• [COMPITO SCRITTO]: Prosegui, per favore, il brano su Leopardi e sull'insegnamento della letteratura a scuola, ripartendo dopo l'ultima frase riportata.

• [ESTRATTO FORNITO]:
+++++
D: La docente, in linea generale, può essere condivisa; tuttavia, non è detto che la lettura diretta dei testi sia del tutto sparita dall’insegnamento della letteratura, anzi sarebbe privilegiata e ancor più affinata dall’introduzione di una tipologia di scrittura come l’analisi testuale, tra quelle proposte dal Ministero all’Esame di Stato.

G: Sono parzialmente d’accordo, ma credo i complessi problemi chiamati in causa nell’articolo avrebbero bisogno di analisi più approfondite.

P: L’articolo, lucido e pertinente, ‘fotografa’ la situazione. Non è opinabile: è semplicemente – e tristemente – oggettivo.

È d’accordo sul fatto che Leopardi non era pessimista? E se così fosse lei come lo definirebbe?

D: Leopardi sicuramente amava la vita e da essa fu drammaticamente deluso perché costretto a non veder mai realizzate le tante aspettative giovanili. L’ Autrice dell’articolo in questione rifiuta il fatto che si possa ridurre la conoscenza di Leopardi al saper incasellare ben bene i periodi della sua vita e la sua produzione poetica nelle varie fasi del pessimismo. Fino a questo è vero, è vero se si pretende di conoscere un autore tanto complesso e vivo tenendo a mente solo delle “formulette”; tuttavia chi dice che la lettura diretta dell’Autore non si usi più? Che la Scuola la abbia bandita totalmente e che gli insegnanti non la propongano più?
+++++
• [DATI FORNITI]:

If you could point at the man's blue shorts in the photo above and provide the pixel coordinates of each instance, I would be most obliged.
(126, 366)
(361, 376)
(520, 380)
+++++
• [RISULTATO FINALE]:
G: Sul fatto che Leopardi sia un pessimista non credo ci possano essere dubbi. Che non usasse il termine e non si autodefinisse tale non sono argomenti validi a smentire la definizione, derivante da un ampio dibattito filosofico e critico.

– Nella sua esperienza di docente liceale/universitario, ha avuto modo di osservare e verificare come gli studenti si rapportano a Leopardi e, in generale, alle Letteratura Italiana. Ritiene che comprendano davvero il pensiero del poeta o si limitano agli schemi che i manuali, e spesso i luoghi comuni, impongono? E per quanto riguarda la Letteratura Italiana in generale? Cosa pensa dell’utilizzo del manuale da parte degli studenti, che semplifica e schematizza i pensieri degli autori, invece di leggere, ad esempio, un’opera per ogni autore cardine della Letteratura Italiana?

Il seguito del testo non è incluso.